START Extracted text

I. Find the action needed to control the corrosion finding to Level 1 or better, between future successive inspections. These can include any or all of the following:
(1) A structural modification, such as additional drainage.
(2) Improvements to the corrosion prevention and control inspections, such as more care and attention to corrosion removal, reapplication of protective finish, drainage path clearance.
(3) A decrease in the inspection interval for additional airplanes entering the program.
J. Send a plan of corrective action to the FAA (or applicable regulator authority) for approval and Cessna Aircraft Company as needed.
K. Use the approved plan of action.
L. It is recommended that you give the details of the findings to Cessna Aircraft Company

Factors Influencing Corrosion Occurrences


                  If you find Level 2 or Level 3 corrosion, when you think about how to change your CPCP, think about the list that follows.
(1) Is there a presence of LPS-3 Heavy-Duty Rust Inhibitor?
(2) Is there a presence or condition of protective finish?
(3) What was the length of time since the last inspection and/or application of corrosion inhibiting compound?
(4) Was there inadequate clean-up/removal of corrosion prior to application of corrosion inhibiting compound, during previous maintenance of the area?
(5) Are the moisture drains blocked or is there inadequate drainage?
(6) What was the environment, the time of exposure to the environment and the use of the airplane?
(7) Was there a variation in past maintenance history and or use of the airplanes in the operator's fleet?
(8) Were there variations in the production build standard in the operator's fleet?

CPCP Reporting & Implementation


 Reporting
A. The minimum requirements to prevent or control the corrosion in the Corrosion Prevention and Control Program (CPCP) were made on the best information, knowledge and experience available at the time. As this experience and knowledge increases, the CPCP's intervals will be changed as necessary.
Refer to CPCP Damage Report Form (Figure 2 in Section 2A-30-00).

END Extracted text

__Tasks to complete__.
**a.** In the corrosion program text, what is the first factor on the list to consider after finding Level 2 or Level 3 corrosion?
**b.** Write the next part of the corrosion program text, picking up after its final sentence.

START Data excerpt

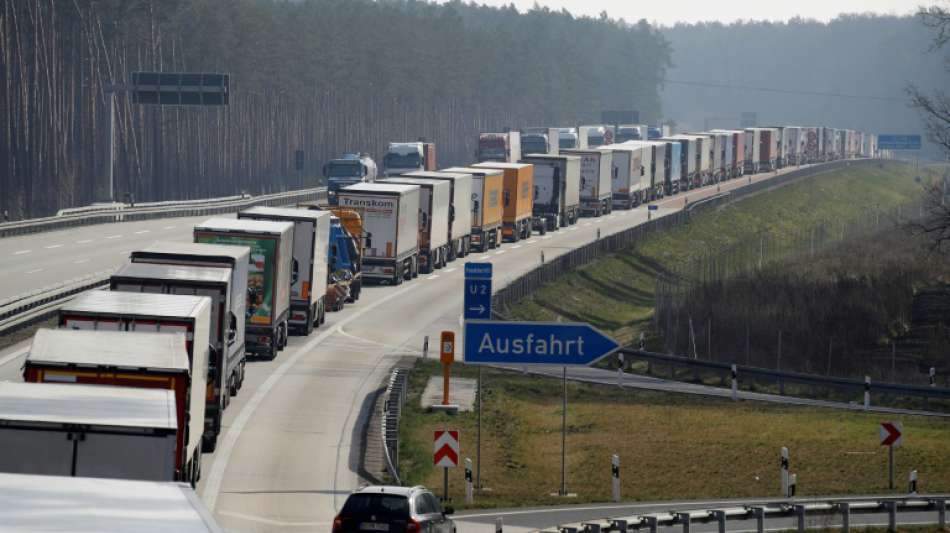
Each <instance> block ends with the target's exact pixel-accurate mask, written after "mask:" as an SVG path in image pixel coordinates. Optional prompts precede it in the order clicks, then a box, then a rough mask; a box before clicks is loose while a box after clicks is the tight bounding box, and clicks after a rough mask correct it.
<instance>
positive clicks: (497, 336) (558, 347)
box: [464, 320, 620, 366]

END Data excerpt

__Responses per task__.
**a.** Whether LPS-3 Heavy-Duty Rust Inhibitor is present.

**b.**
(1) You must contact the Cessna Aircraft Company about all Level 2 or 3 corrosion of the structure that is on the list in the Baseline Program that is found during the second and subsequent corrosion program inspections. Refer to Reporting System.
NOTE: You do not have to contact the Cessna Aircraft Company about corrosion that is found on structure that is not on the list in the Baseline Program, for example the secondary structure.
 Program Implementation
A. When a CPCP is started it is important to do the items that follow:
(1) Start inspections at the recommended interval following the completion of the first SID inspection.
(2) Once the corrosion program inspection (CPI) is started, repeat the subsequent applications of the CPI at the recommended interval for each CPI.
(3) You can start a CPCP on the basis of individual CPIs or groups of CPIs.
(4) Cessna Aircraft Company highly recommends to start all of the CPIs as soon as possible. This is the most cost effective way to prevent or control corrosion.

General Corrosion Repair


                             
A. This section provides general guidance on the repair of corroded area. The procedure presented is:
(1) Gain access to the entire corroded area.
(2) Mechanically remove the corrosion products
(3) Determine the extent of the corrosion damage
(4) Repair or replace the damaged components
(5) Finish the new or repaired parts.
(6) Replace removed components
B. Gain access to the entire corroded area.
(1) Corrosion products typically retain moisture. If those products are not removed, corrosion will continue. Corrosion can take place within layered construction or under (behind) equipment fastened in place.
C. Mechanically remove the corrosion.
(1) Chemicals will not remove corrosion. The best chemicals can do is interrupt the corrosion cell by either displacing water or shielding corrosion products from oxygen. In either case, the effect is temporary and will need to be renewed.
(2) Sand mild corrosion.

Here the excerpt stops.